### Task item:
Pictures aside, print all of the data below exactly as written.

Data extracted from a collection:

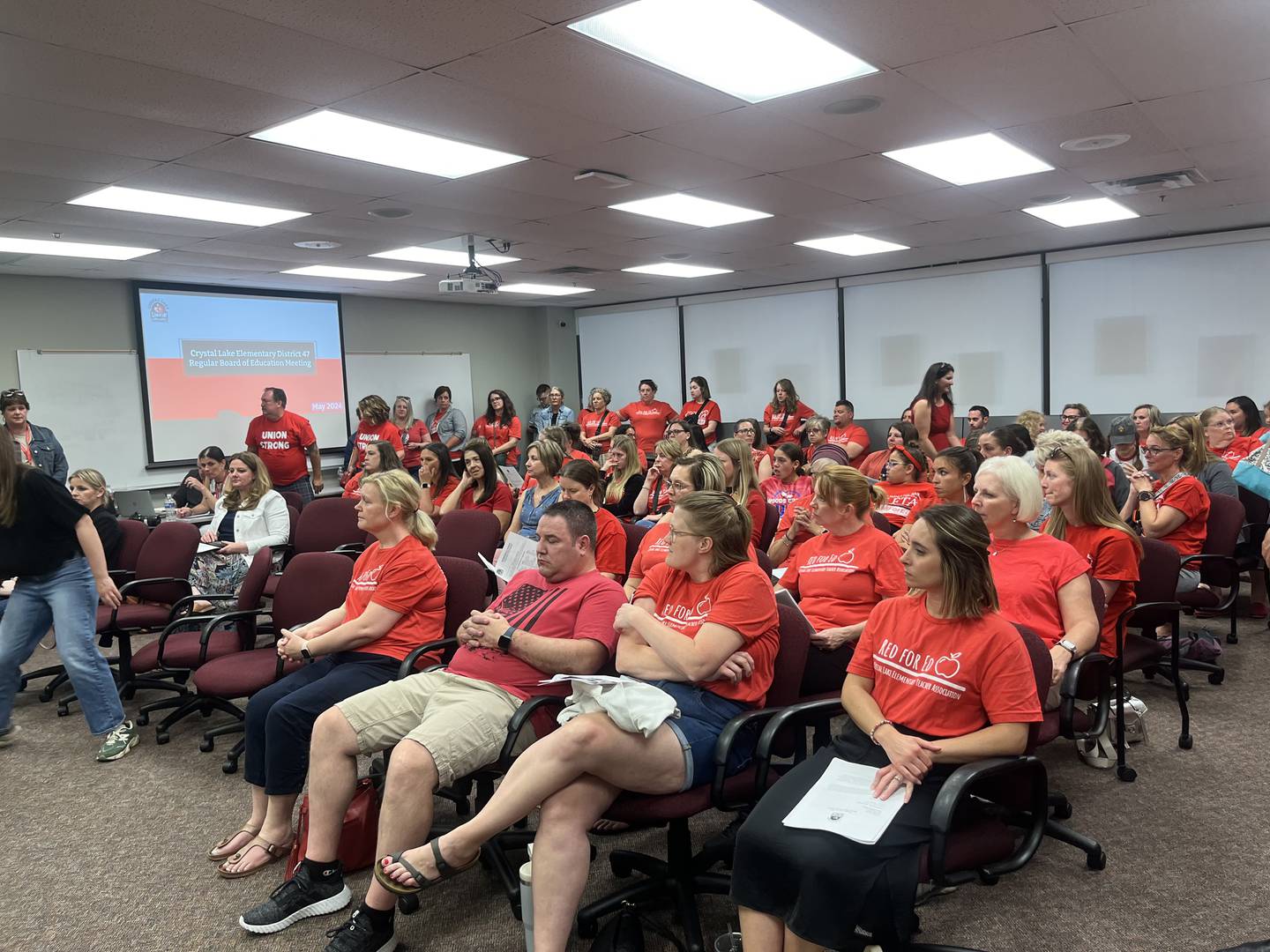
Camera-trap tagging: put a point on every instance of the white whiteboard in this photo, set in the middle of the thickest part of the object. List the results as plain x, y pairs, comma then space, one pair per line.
743, 346
415, 376
619, 349
986, 324
1184, 329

### Reply:
Camera-trap tagging: put a point on every instance of the white whiteboard in this photo, set in the middle of the thickest part of the object. List the results as plain x, y pairs, comma then space, one pair per line.
743, 346
415, 376
619, 349
986, 324
1184, 329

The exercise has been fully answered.